# Problem description
Retype each of the rows below character for character, leaving every word, number, and symbol unchanged.

## start

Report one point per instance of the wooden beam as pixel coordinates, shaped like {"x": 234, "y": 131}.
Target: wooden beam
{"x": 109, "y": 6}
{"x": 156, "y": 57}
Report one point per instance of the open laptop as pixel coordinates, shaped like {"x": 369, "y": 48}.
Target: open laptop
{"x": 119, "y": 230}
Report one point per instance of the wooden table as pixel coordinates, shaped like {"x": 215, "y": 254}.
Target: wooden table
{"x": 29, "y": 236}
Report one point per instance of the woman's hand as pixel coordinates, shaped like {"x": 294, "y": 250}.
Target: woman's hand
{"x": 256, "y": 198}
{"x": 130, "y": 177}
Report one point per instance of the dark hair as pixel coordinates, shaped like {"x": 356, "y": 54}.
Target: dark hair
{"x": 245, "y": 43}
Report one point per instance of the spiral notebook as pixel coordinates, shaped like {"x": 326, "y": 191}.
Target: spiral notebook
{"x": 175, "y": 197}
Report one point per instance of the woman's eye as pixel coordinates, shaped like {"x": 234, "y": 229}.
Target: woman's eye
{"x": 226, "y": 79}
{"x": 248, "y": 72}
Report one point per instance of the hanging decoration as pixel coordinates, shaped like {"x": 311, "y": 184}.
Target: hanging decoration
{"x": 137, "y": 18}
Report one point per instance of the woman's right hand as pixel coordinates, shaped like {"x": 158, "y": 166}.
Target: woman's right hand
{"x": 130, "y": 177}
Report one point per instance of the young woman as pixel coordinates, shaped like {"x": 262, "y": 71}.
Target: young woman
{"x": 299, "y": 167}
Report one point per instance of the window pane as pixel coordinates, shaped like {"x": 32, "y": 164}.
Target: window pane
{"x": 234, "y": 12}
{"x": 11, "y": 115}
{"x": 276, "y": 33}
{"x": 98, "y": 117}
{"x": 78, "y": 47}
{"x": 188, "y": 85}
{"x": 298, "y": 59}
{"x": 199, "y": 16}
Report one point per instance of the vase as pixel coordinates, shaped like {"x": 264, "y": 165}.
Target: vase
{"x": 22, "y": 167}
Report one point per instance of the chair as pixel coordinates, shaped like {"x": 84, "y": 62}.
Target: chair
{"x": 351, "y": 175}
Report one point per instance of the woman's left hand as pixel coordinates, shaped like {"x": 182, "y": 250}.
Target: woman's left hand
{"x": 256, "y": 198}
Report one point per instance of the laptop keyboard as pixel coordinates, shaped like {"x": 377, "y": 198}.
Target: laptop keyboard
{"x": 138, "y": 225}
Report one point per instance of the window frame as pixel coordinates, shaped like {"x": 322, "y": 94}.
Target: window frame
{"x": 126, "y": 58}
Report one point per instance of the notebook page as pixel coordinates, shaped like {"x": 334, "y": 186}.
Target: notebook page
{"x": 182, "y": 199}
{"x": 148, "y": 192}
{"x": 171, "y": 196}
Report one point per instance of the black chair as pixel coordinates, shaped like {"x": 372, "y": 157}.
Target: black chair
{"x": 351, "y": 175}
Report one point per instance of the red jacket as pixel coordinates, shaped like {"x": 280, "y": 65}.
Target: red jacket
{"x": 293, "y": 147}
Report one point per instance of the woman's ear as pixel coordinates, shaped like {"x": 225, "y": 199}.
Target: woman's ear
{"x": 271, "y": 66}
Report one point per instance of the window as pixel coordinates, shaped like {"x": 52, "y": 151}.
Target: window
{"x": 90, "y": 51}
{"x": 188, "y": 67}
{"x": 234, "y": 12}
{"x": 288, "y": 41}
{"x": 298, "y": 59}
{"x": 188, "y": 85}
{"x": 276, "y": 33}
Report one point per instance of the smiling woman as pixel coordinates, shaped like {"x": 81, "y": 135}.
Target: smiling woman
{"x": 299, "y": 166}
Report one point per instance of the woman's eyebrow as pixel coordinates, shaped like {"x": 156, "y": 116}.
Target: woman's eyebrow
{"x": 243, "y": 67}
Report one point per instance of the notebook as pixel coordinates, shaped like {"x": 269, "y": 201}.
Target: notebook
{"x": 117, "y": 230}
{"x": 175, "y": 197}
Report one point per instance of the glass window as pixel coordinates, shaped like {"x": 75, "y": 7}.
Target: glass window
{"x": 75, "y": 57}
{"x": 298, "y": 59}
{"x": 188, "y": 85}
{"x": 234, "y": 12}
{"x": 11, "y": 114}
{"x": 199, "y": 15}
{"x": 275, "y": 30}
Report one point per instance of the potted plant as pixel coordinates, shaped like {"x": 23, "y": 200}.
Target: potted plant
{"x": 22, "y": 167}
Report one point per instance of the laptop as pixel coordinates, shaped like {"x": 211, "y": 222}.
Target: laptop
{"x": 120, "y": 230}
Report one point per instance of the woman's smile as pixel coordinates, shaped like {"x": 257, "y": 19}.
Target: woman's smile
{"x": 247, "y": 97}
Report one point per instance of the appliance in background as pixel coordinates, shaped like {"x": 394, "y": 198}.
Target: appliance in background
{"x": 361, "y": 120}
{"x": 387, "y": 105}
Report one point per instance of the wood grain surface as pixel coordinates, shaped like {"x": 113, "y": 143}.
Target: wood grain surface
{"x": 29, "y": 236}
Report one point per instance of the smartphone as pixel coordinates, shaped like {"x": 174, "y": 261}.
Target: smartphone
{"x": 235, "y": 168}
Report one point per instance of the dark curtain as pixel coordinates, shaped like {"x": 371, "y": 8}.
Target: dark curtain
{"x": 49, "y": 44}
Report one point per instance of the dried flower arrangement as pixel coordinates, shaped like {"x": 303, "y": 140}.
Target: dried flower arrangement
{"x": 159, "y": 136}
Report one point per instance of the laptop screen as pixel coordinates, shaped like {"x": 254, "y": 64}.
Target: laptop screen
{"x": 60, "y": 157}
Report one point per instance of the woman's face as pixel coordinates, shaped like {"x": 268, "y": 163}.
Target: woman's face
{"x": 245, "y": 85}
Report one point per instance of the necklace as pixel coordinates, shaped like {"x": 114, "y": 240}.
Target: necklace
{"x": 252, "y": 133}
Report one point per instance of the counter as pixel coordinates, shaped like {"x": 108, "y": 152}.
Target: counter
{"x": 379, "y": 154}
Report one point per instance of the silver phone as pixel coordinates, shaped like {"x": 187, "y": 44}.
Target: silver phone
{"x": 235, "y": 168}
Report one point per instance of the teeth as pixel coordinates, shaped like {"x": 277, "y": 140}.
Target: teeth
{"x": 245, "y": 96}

## end

# Task output
Report one point per instance of the wooden beam as pixel coordinates, shaped like {"x": 234, "y": 131}.
Target: wooden beam
{"x": 109, "y": 6}
{"x": 156, "y": 57}
Report one point per instance of the open laptop as pixel coordinates, shaped like {"x": 369, "y": 48}.
Target: open laptop
{"x": 119, "y": 230}
Report one point per instance of the wooden table as pixel coordinates, shaped like {"x": 215, "y": 254}.
Target: wooden table
{"x": 29, "y": 236}
Report one point per instance of the woman's hand as pixel coordinates, shaped like {"x": 294, "y": 250}.
Target: woman's hand
{"x": 256, "y": 198}
{"x": 130, "y": 177}
Report one point per instance of the dark hair as pixel coordinates, shaped like {"x": 356, "y": 54}.
Target: dark hair
{"x": 245, "y": 43}
Report one point per instance of the spiral notebook as pixel coordinates, shaped like {"x": 326, "y": 191}.
Target: spiral notebook
{"x": 175, "y": 197}
Report one point per instance of the woman's eye as pixel coordinates, shaped like {"x": 234, "y": 229}.
Target: woman's eye
{"x": 226, "y": 79}
{"x": 248, "y": 72}
Report one point per instance of the hanging decoration as pixel coordinates, shaped like {"x": 311, "y": 184}.
Target: hanging decoration
{"x": 137, "y": 18}
Report one point per instance of the woman's right hand as pixel coordinates, shaped like {"x": 158, "y": 166}.
Target: woman's right hand
{"x": 130, "y": 177}
Report one point per instance of the young woman as pixel coordinates, shaped like {"x": 262, "y": 71}.
Target: young woman
{"x": 299, "y": 167}
Report one point per instance of the window pane as pixel coordinates, shaped like {"x": 32, "y": 164}.
Target: window pane
{"x": 234, "y": 12}
{"x": 11, "y": 115}
{"x": 276, "y": 33}
{"x": 98, "y": 117}
{"x": 78, "y": 47}
{"x": 188, "y": 85}
{"x": 298, "y": 59}
{"x": 199, "y": 16}
Report one point per instance of the vase as pixel coordinates, shaped like {"x": 264, "y": 165}.
Target: vase
{"x": 22, "y": 167}
Report one point per instance of the chair as pixel coordinates, shaped like {"x": 84, "y": 62}.
Target: chair
{"x": 351, "y": 175}
Report one point per instance of the woman's left hand as pixel coordinates, shaped like {"x": 182, "y": 250}.
Target: woman's left hand
{"x": 256, "y": 198}
Report one point per instance of the laptop keyboard as pixel coordinates, shaped like {"x": 377, "y": 198}.
Target: laptop keyboard
{"x": 138, "y": 225}
Report one point per instance of the window frame as pixel coordinates, shaped like {"x": 322, "y": 94}.
Target: window frame
{"x": 126, "y": 58}
Report one point per instance of the notebook page as pixel coordinates, shaped like {"x": 334, "y": 186}.
Target: notebook page
{"x": 182, "y": 199}
{"x": 148, "y": 192}
{"x": 171, "y": 196}
Report one point per instance of the black chair as pixel coordinates, shaped like {"x": 372, "y": 157}.
Target: black chair
{"x": 351, "y": 175}
Report one point per instance of the red jacket as pixel coordinates, shaped like {"x": 280, "y": 65}.
Target: red jacket
{"x": 293, "y": 147}
Report one point per instance of the woman's ear as pixel coordinates, shaped like {"x": 225, "y": 199}.
Target: woman's ear
{"x": 271, "y": 66}
Report one point per instance of the window as pixel coordinates, shaped like {"x": 52, "y": 151}.
Target: window
{"x": 90, "y": 51}
{"x": 188, "y": 67}
{"x": 234, "y": 12}
{"x": 288, "y": 41}
{"x": 298, "y": 59}
{"x": 188, "y": 85}
{"x": 276, "y": 33}
Report one point per instance of the smiling woman as pixel coordinates, shaped like {"x": 81, "y": 135}.
Target: smiling woman
{"x": 299, "y": 166}
Report one point per instance of the woman's eyebrow as pixel coordinates, shaped like {"x": 156, "y": 116}.
Target: woman's eyebrow
{"x": 243, "y": 67}
Report one point per instance of the notebook as pixel coordinates, shaped like {"x": 269, "y": 201}.
Target: notebook
{"x": 117, "y": 230}
{"x": 175, "y": 197}
Report one point per instance of the glass window as pixel coordinates, shaped like {"x": 75, "y": 7}.
Target: glass window
{"x": 75, "y": 57}
{"x": 298, "y": 59}
{"x": 188, "y": 85}
{"x": 234, "y": 12}
{"x": 11, "y": 114}
{"x": 199, "y": 15}
{"x": 275, "y": 30}
Report one point per instance of the potted plant as pixel coordinates, shaped like {"x": 23, "y": 200}.
Target: potted plant
{"x": 22, "y": 167}
Report one point per instance of the laptop as pixel coordinates, shaped like {"x": 211, "y": 222}.
Target: laptop
{"x": 120, "y": 230}
Report one point per instance of the woman's smile as pixel coordinates, shaped like {"x": 257, "y": 19}.
Target: woman's smile
{"x": 247, "y": 97}
Report one point per instance of the appliance in background as pixel coordinates, shaped like {"x": 394, "y": 198}.
Target: appliance in background
{"x": 361, "y": 120}
{"x": 387, "y": 105}
Report one point per instance of the wood grain surface as pixel coordinates, shaped like {"x": 113, "y": 143}.
Target: wood grain surface
{"x": 29, "y": 236}
Report one point per instance of the smartphone as pixel coordinates, shaped like {"x": 174, "y": 261}.
Target: smartphone
{"x": 235, "y": 168}
Report one point per instance of the dark curtain as pixel coordinates, shaped like {"x": 371, "y": 8}.
Target: dark curtain
{"x": 49, "y": 44}
Report one point per instance of the dried flower arrangement as pixel coordinates, shaped like {"x": 303, "y": 140}.
Target: dried flower arrangement
{"x": 159, "y": 136}
Report one point per instance of the laptop screen as pixel coordinates, shaped like {"x": 254, "y": 64}.
Target: laptop screen
{"x": 60, "y": 157}
Report one point per instance of the woman's face as pixel coordinates, shaped like {"x": 268, "y": 163}.
Target: woman's face
{"x": 245, "y": 85}
Report one point per instance of the necklace as pixel coordinates, shaped like {"x": 114, "y": 240}.
Target: necklace
{"x": 252, "y": 133}
Report one point per instance of the counter as pixel coordinates, shaped like {"x": 108, "y": 152}.
Target: counter
{"x": 379, "y": 154}
Report one point per instance of the silver phone as pixel coordinates, shaped like {"x": 187, "y": 44}.
Target: silver phone
{"x": 235, "y": 168}
Report one point per instance of the teeth as pixel coordinates, shaped like {"x": 277, "y": 140}.
Target: teeth
{"x": 245, "y": 96}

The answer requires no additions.